*Description of the task:* Return, unaltered, every line of the data below that contains the word "towel".
[begin Record list]
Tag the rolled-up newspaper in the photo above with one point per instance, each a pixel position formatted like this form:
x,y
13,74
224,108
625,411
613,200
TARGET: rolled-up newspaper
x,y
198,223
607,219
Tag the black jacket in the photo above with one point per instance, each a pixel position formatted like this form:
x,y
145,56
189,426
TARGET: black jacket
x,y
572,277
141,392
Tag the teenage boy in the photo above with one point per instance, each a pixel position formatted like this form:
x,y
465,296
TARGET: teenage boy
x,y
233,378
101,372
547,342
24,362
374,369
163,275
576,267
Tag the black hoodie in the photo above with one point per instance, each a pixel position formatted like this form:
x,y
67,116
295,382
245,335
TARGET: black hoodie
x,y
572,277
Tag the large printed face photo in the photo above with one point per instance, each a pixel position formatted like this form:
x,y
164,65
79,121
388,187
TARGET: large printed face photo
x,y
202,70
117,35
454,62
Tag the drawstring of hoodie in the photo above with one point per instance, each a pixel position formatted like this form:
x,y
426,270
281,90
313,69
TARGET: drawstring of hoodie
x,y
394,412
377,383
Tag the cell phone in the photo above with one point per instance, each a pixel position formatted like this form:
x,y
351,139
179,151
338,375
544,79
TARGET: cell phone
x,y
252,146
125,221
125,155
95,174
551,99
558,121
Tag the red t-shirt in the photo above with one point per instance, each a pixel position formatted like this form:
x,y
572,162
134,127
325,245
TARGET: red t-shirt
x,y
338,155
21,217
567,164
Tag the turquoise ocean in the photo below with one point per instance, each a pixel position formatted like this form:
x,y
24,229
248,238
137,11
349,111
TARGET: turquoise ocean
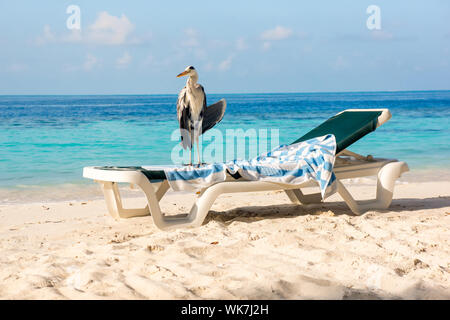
x,y
45,141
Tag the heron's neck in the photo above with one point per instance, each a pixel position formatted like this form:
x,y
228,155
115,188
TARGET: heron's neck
x,y
192,80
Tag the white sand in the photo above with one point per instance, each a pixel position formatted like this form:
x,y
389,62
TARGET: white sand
x,y
253,245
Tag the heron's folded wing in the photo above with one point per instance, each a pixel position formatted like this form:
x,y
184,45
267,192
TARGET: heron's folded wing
x,y
213,114
183,114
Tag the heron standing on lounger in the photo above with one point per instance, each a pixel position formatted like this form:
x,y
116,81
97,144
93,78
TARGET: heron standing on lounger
x,y
191,107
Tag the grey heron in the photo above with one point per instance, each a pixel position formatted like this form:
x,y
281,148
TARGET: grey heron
x,y
191,107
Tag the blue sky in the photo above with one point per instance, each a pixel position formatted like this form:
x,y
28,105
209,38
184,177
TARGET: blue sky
x,y
138,47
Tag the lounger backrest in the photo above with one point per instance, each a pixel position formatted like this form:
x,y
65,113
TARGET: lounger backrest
x,y
348,126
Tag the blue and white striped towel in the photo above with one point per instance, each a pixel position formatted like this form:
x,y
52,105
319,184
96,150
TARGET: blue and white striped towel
x,y
287,164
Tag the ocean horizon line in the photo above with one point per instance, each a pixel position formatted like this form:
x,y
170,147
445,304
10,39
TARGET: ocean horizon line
x,y
218,93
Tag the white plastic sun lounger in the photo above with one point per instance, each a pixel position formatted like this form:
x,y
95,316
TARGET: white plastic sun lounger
x,y
347,126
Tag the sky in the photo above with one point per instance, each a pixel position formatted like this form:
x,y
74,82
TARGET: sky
x,y
138,47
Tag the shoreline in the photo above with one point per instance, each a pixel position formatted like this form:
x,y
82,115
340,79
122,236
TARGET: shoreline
x,y
251,246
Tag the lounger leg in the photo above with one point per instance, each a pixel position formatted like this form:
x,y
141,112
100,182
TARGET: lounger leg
x,y
297,197
112,198
385,189
114,201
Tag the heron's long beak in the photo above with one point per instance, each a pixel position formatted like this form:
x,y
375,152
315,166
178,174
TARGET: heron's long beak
x,y
182,74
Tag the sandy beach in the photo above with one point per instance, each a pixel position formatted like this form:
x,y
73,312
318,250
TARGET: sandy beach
x,y
252,246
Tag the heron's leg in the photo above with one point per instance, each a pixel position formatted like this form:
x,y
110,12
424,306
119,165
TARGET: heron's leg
x,y
198,154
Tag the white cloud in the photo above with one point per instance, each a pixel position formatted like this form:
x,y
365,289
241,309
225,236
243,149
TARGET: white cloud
x,y
124,60
267,45
241,44
90,62
110,30
46,37
278,33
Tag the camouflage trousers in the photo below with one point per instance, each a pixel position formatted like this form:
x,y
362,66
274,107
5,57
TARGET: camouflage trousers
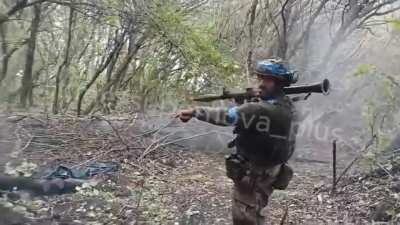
[end Record list]
*Problem solution:*
Tag the blue and white striped towel in the photo above with one point per instance, each a pixel position formatted like this form:
TARGET: blue and white striped towel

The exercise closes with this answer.